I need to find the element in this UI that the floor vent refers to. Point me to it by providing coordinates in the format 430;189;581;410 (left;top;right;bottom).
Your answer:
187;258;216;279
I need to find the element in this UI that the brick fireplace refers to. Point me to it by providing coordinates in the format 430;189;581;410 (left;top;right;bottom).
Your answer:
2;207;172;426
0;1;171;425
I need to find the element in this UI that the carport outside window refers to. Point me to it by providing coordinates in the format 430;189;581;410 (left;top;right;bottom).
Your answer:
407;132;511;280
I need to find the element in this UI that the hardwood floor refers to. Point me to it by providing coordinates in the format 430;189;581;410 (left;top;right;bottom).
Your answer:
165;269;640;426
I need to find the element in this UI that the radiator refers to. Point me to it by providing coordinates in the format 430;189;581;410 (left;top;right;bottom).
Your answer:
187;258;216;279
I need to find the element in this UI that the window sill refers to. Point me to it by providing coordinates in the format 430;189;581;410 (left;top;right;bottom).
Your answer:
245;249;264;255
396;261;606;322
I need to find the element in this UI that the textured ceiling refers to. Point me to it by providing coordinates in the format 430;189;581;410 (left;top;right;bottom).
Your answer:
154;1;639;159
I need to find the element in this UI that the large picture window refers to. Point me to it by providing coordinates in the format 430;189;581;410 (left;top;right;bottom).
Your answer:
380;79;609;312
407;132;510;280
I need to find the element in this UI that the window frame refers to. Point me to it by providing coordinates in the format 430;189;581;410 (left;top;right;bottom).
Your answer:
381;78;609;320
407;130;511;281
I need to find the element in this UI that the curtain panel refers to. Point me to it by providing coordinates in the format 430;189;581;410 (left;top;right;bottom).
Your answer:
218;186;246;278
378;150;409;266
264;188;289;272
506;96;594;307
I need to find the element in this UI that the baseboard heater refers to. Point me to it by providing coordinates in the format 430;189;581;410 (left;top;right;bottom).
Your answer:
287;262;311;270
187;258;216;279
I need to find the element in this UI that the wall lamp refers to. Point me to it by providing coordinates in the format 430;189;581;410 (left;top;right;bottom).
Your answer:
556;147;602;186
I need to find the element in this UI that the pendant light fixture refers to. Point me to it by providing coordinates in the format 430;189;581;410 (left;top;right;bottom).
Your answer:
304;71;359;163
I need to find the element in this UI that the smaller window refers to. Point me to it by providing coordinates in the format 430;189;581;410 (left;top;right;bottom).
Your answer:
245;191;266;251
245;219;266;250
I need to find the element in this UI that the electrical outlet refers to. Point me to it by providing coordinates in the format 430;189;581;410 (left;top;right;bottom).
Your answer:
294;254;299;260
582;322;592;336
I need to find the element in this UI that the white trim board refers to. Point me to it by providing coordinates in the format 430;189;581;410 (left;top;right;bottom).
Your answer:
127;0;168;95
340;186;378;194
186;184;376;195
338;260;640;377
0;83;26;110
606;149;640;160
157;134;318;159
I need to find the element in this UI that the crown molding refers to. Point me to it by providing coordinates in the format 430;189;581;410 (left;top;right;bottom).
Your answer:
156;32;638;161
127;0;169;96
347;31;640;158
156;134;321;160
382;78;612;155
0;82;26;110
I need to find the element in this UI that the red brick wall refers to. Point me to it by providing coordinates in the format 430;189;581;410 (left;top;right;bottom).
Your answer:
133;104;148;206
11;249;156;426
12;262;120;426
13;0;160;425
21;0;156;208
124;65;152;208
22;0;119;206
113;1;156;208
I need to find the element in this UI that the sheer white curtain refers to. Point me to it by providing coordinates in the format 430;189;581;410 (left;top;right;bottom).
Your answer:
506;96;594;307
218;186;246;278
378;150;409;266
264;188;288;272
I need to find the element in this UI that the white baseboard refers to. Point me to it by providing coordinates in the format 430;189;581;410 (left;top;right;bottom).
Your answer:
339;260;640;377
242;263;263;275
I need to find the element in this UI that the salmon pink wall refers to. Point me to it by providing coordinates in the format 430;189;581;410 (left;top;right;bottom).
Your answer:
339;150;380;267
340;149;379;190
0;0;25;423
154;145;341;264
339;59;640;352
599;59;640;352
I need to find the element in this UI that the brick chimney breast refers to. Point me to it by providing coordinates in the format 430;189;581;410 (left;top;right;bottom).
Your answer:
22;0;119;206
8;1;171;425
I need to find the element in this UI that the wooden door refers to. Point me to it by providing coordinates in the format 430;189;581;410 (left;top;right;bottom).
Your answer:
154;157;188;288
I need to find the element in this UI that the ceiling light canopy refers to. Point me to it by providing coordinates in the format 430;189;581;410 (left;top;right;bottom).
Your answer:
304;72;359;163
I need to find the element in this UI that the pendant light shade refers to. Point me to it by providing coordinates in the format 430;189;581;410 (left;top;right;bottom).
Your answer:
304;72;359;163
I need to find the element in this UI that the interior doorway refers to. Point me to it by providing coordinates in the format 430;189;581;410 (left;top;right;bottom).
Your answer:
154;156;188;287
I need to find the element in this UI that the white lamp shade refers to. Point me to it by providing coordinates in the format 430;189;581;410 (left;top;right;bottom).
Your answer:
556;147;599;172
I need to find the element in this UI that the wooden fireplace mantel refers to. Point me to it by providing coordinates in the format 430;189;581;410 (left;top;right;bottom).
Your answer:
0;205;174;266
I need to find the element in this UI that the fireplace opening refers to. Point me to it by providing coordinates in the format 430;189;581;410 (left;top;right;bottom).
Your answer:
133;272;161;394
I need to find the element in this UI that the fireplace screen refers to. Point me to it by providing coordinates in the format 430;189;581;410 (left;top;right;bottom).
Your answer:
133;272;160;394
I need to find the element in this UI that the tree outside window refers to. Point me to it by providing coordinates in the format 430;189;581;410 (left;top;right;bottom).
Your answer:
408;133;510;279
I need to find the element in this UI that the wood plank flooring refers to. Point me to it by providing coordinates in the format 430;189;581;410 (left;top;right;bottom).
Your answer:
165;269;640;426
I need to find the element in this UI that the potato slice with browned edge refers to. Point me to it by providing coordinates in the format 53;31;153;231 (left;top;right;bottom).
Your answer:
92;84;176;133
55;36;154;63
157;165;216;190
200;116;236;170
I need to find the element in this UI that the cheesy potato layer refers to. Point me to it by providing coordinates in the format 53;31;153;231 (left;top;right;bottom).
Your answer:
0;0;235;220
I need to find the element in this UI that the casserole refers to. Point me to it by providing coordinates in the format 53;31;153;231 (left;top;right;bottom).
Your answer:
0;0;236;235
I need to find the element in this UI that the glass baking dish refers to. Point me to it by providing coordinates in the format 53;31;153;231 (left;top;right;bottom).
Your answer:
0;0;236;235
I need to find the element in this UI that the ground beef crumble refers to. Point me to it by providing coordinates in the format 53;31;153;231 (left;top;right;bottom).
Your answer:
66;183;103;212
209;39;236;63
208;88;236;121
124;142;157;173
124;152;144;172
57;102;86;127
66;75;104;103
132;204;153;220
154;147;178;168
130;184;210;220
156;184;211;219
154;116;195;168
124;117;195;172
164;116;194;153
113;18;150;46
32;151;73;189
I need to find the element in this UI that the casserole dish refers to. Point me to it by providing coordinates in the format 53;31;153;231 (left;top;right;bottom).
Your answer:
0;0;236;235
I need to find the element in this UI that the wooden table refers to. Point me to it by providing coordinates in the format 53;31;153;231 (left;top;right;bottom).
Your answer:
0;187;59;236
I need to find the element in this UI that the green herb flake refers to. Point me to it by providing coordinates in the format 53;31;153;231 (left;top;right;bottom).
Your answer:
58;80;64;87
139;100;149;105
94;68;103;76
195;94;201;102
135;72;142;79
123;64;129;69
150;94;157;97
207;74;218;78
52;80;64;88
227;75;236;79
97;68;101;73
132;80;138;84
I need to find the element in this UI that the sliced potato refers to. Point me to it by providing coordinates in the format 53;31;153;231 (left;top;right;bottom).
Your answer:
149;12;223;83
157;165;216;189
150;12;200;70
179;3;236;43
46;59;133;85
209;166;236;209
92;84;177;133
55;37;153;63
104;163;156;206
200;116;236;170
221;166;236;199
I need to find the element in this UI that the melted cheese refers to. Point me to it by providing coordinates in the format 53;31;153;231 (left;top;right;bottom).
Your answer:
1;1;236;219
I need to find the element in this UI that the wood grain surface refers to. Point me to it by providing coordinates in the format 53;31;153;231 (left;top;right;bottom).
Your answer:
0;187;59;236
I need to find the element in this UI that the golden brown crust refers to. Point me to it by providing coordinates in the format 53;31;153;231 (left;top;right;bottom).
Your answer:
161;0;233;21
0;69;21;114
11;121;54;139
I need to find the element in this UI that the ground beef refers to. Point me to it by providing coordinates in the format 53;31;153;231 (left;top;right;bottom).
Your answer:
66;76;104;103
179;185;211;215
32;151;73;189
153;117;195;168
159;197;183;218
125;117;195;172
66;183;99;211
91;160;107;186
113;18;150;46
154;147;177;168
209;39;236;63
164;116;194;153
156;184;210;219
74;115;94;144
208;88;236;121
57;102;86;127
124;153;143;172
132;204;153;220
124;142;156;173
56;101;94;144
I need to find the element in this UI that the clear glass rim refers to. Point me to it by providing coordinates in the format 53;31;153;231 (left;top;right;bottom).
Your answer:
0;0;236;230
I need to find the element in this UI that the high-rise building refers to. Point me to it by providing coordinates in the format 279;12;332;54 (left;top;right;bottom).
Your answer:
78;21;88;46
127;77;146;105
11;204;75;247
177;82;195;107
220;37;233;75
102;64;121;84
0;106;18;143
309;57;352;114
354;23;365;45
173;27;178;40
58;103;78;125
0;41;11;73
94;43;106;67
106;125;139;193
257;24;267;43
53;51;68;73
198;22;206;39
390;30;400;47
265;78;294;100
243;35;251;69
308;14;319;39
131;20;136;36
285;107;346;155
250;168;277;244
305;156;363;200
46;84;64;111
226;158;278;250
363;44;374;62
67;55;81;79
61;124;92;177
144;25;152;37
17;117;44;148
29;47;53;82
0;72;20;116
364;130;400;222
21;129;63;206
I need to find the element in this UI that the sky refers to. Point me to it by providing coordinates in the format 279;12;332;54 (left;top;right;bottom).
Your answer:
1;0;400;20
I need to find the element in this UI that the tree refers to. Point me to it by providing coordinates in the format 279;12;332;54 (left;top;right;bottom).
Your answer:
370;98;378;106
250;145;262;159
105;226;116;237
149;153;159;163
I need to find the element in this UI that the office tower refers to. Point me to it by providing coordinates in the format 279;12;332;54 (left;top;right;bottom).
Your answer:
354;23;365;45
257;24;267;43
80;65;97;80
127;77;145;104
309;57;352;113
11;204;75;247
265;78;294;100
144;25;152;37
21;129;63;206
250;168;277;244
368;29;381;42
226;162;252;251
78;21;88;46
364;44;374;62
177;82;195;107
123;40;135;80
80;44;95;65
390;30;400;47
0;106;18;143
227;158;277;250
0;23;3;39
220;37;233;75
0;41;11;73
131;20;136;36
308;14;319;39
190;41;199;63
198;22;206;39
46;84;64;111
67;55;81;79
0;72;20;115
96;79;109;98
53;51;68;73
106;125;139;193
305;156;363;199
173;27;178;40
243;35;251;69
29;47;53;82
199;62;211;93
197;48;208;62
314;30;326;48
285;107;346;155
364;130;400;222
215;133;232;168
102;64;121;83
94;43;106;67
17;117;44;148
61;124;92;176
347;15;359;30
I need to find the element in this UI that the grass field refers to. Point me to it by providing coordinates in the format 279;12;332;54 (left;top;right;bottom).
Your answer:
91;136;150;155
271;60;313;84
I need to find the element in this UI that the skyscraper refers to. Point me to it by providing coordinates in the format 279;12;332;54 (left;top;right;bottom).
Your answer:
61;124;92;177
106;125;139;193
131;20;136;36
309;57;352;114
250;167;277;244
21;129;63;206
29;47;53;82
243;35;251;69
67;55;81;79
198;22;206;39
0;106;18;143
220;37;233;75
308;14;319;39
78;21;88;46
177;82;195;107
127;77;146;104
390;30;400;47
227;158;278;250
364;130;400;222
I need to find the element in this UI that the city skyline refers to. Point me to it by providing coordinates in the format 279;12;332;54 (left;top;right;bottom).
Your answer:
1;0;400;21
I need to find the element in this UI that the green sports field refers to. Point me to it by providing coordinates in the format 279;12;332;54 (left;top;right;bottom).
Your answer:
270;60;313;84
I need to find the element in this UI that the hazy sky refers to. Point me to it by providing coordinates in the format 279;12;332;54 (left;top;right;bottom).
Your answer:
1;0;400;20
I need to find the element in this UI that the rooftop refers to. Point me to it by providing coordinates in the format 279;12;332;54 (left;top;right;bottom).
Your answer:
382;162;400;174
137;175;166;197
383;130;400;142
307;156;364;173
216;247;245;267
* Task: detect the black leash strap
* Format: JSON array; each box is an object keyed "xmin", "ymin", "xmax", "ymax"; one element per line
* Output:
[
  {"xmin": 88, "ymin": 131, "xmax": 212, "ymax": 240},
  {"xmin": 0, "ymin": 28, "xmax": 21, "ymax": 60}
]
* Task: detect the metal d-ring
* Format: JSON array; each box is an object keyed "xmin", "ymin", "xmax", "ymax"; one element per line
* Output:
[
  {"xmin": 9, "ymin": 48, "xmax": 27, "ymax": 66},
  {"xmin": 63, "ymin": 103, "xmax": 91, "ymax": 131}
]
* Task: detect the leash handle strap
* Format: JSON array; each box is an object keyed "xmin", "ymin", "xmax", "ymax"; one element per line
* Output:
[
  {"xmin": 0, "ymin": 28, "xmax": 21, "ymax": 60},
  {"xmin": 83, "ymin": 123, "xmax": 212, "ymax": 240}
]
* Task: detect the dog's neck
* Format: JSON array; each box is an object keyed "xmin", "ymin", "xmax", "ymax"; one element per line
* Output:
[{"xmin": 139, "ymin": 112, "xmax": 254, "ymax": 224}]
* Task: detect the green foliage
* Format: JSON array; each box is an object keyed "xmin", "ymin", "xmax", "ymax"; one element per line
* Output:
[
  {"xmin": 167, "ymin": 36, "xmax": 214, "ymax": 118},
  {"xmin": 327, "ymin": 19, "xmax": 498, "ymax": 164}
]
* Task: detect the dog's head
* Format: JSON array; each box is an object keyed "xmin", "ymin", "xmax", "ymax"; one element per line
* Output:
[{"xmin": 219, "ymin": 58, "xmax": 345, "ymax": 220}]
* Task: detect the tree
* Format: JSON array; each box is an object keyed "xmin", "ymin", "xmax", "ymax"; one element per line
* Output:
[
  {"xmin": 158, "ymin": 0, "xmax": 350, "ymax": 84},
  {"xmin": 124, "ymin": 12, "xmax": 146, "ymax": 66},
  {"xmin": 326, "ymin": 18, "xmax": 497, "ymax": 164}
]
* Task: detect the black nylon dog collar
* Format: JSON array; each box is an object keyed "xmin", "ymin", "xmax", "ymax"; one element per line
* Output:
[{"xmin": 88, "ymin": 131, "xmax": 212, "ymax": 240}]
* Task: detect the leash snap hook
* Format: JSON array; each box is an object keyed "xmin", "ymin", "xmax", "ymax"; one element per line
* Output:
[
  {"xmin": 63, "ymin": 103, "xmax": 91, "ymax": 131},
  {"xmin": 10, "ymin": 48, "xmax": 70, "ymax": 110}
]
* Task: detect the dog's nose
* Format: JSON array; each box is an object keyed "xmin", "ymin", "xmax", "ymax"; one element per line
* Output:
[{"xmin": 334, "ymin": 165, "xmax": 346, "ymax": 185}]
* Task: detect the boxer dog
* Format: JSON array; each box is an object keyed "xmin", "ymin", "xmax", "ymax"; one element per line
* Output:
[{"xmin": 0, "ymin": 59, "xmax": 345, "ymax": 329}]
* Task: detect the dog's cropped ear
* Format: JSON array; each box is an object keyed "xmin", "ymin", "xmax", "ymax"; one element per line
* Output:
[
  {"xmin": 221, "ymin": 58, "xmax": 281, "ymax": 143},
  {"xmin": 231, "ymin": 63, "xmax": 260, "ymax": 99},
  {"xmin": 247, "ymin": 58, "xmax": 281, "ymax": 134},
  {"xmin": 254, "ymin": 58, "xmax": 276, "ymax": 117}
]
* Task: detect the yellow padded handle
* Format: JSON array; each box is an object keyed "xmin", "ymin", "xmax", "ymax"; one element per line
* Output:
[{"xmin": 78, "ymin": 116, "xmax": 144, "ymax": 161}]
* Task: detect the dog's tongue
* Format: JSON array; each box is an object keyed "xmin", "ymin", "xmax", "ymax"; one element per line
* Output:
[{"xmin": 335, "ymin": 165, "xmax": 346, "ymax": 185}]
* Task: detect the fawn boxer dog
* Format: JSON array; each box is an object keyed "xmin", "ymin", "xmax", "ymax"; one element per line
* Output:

+ + + + +

* WHAT IS EXPECTED *
Each line of the data that holds "green" should be copied.

* YOUR RESPONSE *
I need to find the element in this UI that the green herb flake refers to. Point me to it by providing coordinates in the format 53;31;153;231 (left;top;right;bottom).
I need to find the element in this UI that the green sports field refers to. Point me to it by providing coordinates in the format 279;12;332;54 (left;top;right;bottom).
* Task: detect the green foliage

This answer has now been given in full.